* Document excerpt:
Who decides what patent licensing terms are “fair”?

Chinese court decides
It can set fair license terms
Around the whole world

In a patent dispute between Guangdong Oppo Mobile Telecommunications Corp. and Sharp Corporation, the Shenzhen Intermediate People’s Court has ruled that it can decide what global licensing rate is fair, reasonable, and non-discriminatory.

Reasonable and non-discriminatory (RAND) terms, also known as fair, reasonable, and non-discriminatory (FRAND) terms, are a voluntary licensing commitment that standards organizations often require from owners of intellectual property rights (usually patents) when the IP is, or might become, essential to follow a technical standard.

Standard-setting organizations are industry groups that make sure that devices made by different companies will work together.

As the New York Law Journal explains,

Standard essential patents (SEPs) cover technology that must be used in order to comply with an interoperability standard, such as the 3G and LTE standards for cellular telecommunications. These standards are typically developed by standard-setting organizations (SSOs) comprised of members from companies across a given industry, all of whom work together to set the requirements and features of a new standard. The success of a standard depends on interoperability to achieve widespread use by numerous different participants in a given technology ecosystem.

Ericsson has a nice video about FRAND here. As the company points out, cross-licensing of patents is especially important in the telecommunications industry:

In contrast to some industries where patents are primarily used to exclude other companies from a market, patents play an active role in developing the telecommunications industry through standardization and licensing. Members of standardization bodies, such as the European Telecommunications Standards Institute (ETSI), voluntarily commit to license any essential patents they hold on FRAND licensing terms.

But while people can agree that having FRAND terms is good, it’s much harder for companies to come to an agreement on what terms actually are fair, reasonable, and non-discriminatory, and this issue is being addressed by courts around the world.

* Supplied records:

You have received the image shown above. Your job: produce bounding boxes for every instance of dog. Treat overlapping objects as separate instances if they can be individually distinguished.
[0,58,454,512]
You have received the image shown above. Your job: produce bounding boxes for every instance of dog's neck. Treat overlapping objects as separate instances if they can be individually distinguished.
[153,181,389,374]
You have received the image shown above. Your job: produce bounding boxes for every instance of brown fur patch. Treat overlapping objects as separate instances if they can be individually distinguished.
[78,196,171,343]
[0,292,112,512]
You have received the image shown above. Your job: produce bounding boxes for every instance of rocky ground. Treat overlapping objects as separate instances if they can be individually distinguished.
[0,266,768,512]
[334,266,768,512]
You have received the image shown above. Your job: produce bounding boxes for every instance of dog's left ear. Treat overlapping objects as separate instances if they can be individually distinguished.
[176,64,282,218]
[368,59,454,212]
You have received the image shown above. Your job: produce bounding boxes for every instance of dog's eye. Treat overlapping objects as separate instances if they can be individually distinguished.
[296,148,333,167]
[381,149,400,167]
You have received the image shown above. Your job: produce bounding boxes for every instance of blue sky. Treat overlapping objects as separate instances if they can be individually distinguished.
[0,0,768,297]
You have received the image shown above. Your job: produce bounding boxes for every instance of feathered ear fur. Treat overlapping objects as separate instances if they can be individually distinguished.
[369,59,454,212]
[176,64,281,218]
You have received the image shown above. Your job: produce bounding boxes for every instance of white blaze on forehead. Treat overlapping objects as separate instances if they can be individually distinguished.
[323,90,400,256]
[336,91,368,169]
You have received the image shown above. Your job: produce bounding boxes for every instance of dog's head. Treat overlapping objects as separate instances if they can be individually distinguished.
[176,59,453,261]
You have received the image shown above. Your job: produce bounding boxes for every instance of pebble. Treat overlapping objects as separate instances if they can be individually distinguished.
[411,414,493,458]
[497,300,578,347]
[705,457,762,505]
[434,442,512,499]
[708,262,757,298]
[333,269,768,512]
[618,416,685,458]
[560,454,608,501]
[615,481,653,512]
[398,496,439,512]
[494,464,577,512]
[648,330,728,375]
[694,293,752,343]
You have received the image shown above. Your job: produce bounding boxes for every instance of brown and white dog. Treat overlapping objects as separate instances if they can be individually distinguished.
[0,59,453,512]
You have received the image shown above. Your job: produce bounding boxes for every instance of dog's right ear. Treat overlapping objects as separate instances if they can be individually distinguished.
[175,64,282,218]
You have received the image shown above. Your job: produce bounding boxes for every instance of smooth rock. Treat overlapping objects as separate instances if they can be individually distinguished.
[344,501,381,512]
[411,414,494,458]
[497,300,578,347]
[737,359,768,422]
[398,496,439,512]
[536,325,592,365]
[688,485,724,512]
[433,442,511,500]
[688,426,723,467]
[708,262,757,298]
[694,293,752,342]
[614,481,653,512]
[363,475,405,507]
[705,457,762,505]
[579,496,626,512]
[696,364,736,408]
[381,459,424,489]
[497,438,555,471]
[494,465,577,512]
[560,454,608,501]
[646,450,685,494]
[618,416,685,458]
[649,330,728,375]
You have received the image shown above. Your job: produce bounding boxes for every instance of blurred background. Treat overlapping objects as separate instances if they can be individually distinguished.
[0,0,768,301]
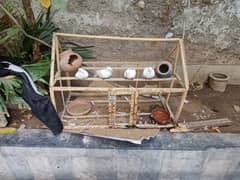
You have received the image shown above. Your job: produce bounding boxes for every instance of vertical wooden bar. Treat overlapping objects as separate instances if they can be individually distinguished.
[108,91,113,126]
[129,93,135,126]
[179,39,189,90]
[55,36,65,104]
[166,43,179,103]
[49,33,57,110]
[174,91,187,123]
[133,90,138,125]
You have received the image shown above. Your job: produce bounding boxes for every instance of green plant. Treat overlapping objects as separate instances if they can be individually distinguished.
[0,55,50,112]
[20,8,59,62]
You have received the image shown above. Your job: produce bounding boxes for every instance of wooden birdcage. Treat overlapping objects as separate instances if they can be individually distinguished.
[50,33,189,131]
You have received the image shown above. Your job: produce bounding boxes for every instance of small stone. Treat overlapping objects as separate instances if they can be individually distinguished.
[0,114,8,128]
[137,0,145,9]
[233,104,240,113]
[165,32,173,38]
[184,99,189,104]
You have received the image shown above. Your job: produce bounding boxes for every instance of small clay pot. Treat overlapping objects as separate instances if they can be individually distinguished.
[156,61,172,78]
[66,98,92,116]
[60,49,82,72]
[208,73,229,92]
[150,108,170,124]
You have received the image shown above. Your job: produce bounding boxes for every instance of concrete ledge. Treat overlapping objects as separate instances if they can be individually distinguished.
[0,129,240,151]
[0,130,240,180]
[187,64,240,84]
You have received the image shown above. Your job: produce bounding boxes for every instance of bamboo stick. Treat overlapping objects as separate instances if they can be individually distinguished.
[179,39,189,90]
[56,76,177,82]
[56,32,180,42]
[166,45,179,103]
[174,91,187,123]
[53,86,186,95]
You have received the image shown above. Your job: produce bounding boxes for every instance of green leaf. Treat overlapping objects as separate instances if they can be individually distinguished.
[52,0,67,11]
[0,95,8,112]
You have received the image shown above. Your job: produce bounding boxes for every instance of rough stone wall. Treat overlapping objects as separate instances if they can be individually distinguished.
[32,0,240,64]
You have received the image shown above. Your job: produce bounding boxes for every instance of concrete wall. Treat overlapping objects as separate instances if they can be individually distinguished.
[0,130,240,180]
[40,0,240,64]
[29,0,240,84]
[0,147,240,180]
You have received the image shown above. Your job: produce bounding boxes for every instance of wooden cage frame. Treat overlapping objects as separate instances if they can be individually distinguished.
[50,33,189,130]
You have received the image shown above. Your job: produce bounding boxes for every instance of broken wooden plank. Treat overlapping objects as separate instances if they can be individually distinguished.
[178,118,232,129]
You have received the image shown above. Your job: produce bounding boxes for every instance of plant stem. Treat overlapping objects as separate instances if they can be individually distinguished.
[22,0,40,60]
[0,4,51,48]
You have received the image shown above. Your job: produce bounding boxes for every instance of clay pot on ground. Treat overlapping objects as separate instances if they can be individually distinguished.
[66,98,92,116]
[150,108,170,124]
[60,49,82,72]
[155,61,172,78]
[143,67,155,79]
[208,72,229,92]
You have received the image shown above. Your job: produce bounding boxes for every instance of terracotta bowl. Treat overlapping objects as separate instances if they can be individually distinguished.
[150,108,170,124]
[66,98,92,116]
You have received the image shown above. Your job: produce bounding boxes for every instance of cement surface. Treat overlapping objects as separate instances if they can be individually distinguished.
[0,129,240,151]
[0,130,240,180]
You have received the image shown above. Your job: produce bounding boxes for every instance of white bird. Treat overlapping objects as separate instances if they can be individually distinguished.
[124,68,137,79]
[75,68,89,79]
[143,67,155,79]
[96,67,112,79]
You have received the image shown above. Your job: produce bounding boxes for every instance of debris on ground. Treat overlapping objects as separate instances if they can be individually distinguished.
[233,104,240,113]
[0,127,16,134]
[190,81,204,91]
[0,113,8,128]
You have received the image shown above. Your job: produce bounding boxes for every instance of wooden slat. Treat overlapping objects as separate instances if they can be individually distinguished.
[56,33,180,42]
[179,39,189,90]
[178,118,232,129]
[53,86,186,94]
[56,76,177,82]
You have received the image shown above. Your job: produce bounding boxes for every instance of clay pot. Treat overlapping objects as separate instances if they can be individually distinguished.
[60,49,82,72]
[156,61,172,78]
[150,108,170,124]
[208,73,229,92]
[66,98,92,116]
[143,67,155,79]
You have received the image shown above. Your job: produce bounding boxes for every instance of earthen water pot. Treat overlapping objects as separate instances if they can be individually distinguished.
[150,108,170,124]
[66,98,92,116]
[156,61,172,78]
[60,49,82,72]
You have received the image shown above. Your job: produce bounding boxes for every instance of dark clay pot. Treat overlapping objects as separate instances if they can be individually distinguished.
[155,61,172,78]
[60,49,82,72]
[66,98,92,116]
[150,108,170,124]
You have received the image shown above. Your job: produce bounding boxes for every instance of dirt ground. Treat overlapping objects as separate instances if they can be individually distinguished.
[6,85,240,133]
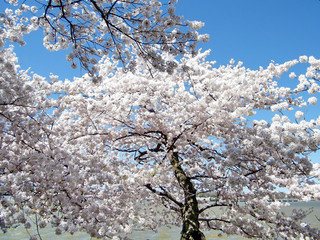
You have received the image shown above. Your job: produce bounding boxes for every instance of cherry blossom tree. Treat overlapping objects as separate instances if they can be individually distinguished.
[0,0,320,240]
[1,0,209,75]
[0,43,320,240]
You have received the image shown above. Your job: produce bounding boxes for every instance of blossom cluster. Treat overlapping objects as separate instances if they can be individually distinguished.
[0,0,209,75]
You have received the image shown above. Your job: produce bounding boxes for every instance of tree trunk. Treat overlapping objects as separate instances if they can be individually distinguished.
[171,152,205,240]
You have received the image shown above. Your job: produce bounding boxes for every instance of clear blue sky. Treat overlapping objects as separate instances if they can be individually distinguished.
[0,0,320,162]
[5,0,320,79]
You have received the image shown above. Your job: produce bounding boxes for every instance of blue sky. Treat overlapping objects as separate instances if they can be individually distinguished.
[0,0,320,162]
[6,0,320,79]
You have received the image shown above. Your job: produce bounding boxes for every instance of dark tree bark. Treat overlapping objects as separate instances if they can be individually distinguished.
[171,152,205,240]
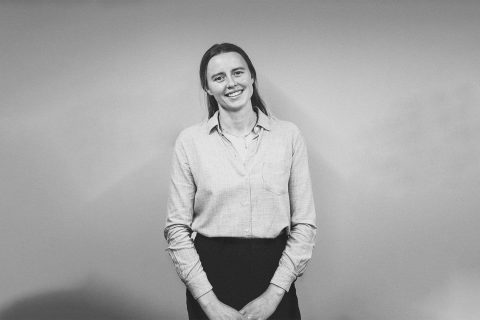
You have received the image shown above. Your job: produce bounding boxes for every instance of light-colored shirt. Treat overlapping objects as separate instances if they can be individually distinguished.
[221,126,259,162]
[165,110,316,299]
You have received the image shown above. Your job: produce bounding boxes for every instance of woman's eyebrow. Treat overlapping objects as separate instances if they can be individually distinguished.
[210,72,225,78]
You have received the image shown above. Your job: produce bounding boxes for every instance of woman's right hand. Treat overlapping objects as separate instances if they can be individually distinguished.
[198,290,243,320]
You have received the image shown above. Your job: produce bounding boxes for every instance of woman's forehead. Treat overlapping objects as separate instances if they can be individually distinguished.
[207,52,248,74]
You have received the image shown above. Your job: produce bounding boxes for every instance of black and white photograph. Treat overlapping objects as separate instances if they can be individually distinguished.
[0,0,480,320]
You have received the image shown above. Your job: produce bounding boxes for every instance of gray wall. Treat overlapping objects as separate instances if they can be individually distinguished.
[0,0,480,320]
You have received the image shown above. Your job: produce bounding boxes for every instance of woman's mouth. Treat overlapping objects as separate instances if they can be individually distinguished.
[225,89,243,98]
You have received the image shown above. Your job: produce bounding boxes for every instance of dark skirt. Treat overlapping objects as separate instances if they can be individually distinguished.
[187,234,300,320]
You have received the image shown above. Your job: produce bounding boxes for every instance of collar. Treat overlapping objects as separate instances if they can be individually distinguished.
[207,108,271,134]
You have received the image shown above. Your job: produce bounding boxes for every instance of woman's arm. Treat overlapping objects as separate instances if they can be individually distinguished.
[164,135,242,319]
[240,127,316,319]
[164,134,212,299]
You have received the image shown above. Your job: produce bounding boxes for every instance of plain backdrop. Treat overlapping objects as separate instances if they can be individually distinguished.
[0,0,480,320]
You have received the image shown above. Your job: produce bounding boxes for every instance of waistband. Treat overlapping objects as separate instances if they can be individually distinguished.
[194,229,288,244]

* Objectives:
1. In the excerpt on fair patent licensing terms, translate this sentence into Spanish: "Standard-setting organizations are industry groups that make sure that devices made by different companies will work together."
2. Please carry the excerpt on fair patent licensing terms forward from its final sentence.

* Exercise responses:
1. Las organizaciones de normalización son grupos de la industria que se aseguran de que los dispositivos fabricados por distintas empresas funcionen entre sí.

2.
The US Supreme Court and the Federal Circuit (which handles patent cases) haven’t provided lower courts with much guidance on how FRAND terms are to be determined. Thus, US courts can use any of several methods based on the value of the essential technology in relation to other licensed technology, how important the standard is, and how many of the essential patents are owned by the patent holder. Many technologies are densely surrounded by a “patent thicket”: “a dense web of overlapping intellectual property rights that a company must hack its way through in order to actually commercialize new technology.”

Courts in different countries may have different views on what’s “fair.” For example, in the German case of Sisvel International v. Haier Deutschland GmbH, the court held that a royalty rate offered to a licensee that was much higher than a rate previously offered to a Chinese corporation wasn’t “discriminatory” because the earlier deal was made under pressure from the Chinese government.

Oppo and Sharp have been fighting patent battles all over the world. As AnandTech reports, Sharp accused Oppo of infringing several of its 4G/LTE patents covering smartphone communication technologies. Lawsuits were filed in both Germany and Japan as well as in China.

Oppo sought a ruling that Sharp had violated its FRAND obligations as the parties were negotiating license terms.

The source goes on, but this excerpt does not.